Aim of the exercise | Render every line of the items below as a Markdown table with two columns, No. for the row number and Line for the text, skipping blank lines. Leave the pictures out.

──────── Records shown

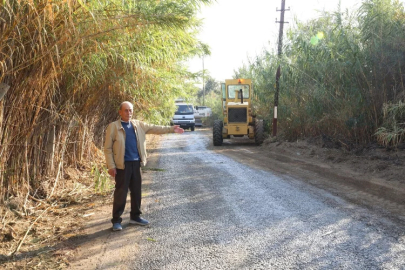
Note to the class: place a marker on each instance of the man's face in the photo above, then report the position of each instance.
(126, 112)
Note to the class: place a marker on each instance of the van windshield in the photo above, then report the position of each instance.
(184, 109)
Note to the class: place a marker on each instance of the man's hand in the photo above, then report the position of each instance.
(112, 172)
(178, 129)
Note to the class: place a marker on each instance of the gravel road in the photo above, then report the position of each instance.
(210, 211)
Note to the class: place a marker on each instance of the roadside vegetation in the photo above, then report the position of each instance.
(342, 76)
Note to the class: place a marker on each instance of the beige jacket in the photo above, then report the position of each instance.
(114, 146)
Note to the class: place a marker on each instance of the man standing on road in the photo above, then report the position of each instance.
(125, 150)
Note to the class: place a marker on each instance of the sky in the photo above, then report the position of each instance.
(237, 30)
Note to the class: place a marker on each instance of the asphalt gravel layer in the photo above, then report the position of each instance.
(209, 211)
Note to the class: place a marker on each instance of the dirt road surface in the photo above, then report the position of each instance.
(240, 206)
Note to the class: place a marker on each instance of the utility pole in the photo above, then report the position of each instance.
(203, 84)
(278, 74)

────────────────

Written response |
| No. | Line |
|---|---|
| 1 | Note to the class: place a marker on each instance of the man's face in the photo above, then report the position of each instance. |
| 2 | (126, 112) |
| 3 | Note to the class: place a marker on each instance of the van windshield in the photo above, then report the position of each instance. |
| 4 | (184, 109) |
| 5 | Note to the class: place a marker on each instance of the man's hand in the photo above, then report the position of each instance. |
| 6 | (112, 172) |
| 7 | (178, 129) |
| 8 | Note to the class: place a marker on each instance of the gravel road in the photo above, then report the position of each instance. |
| 9 | (210, 211) |
| 10 | Note to the class: place a marker on each instance of the roadside vegetation in the photo above, then report the position of each instance. |
| 11 | (342, 76) |
| 12 | Note to the class: place a marker on each instance of the beige jacket in the photo above, then report the position of each instance. |
| 13 | (114, 146) |
| 14 | Note to the class: place a marker on each instance of the man standing on road in the photo above, then report the position of each instance. |
| 15 | (125, 150) |
| 16 | Note to the class: place a marker on each instance of the sky in the photo above, then report the position of each instance. |
| 17 | (237, 30) |
| 18 | Note to the class: place a marker on each instance of the asphalt gravel layer in the photo above, then report the position of each instance. |
| 19 | (209, 211) |
| 20 | Note to the class: place a marker on each instance of the dirt road surface in the photo above, then report the position of each instance. |
| 21 | (240, 206) |
| 22 | Note to the class: place a marker on each instance of the utility pole in the photo above, then report the position of each instance. |
| 23 | (203, 84) |
| 24 | (278, 74) |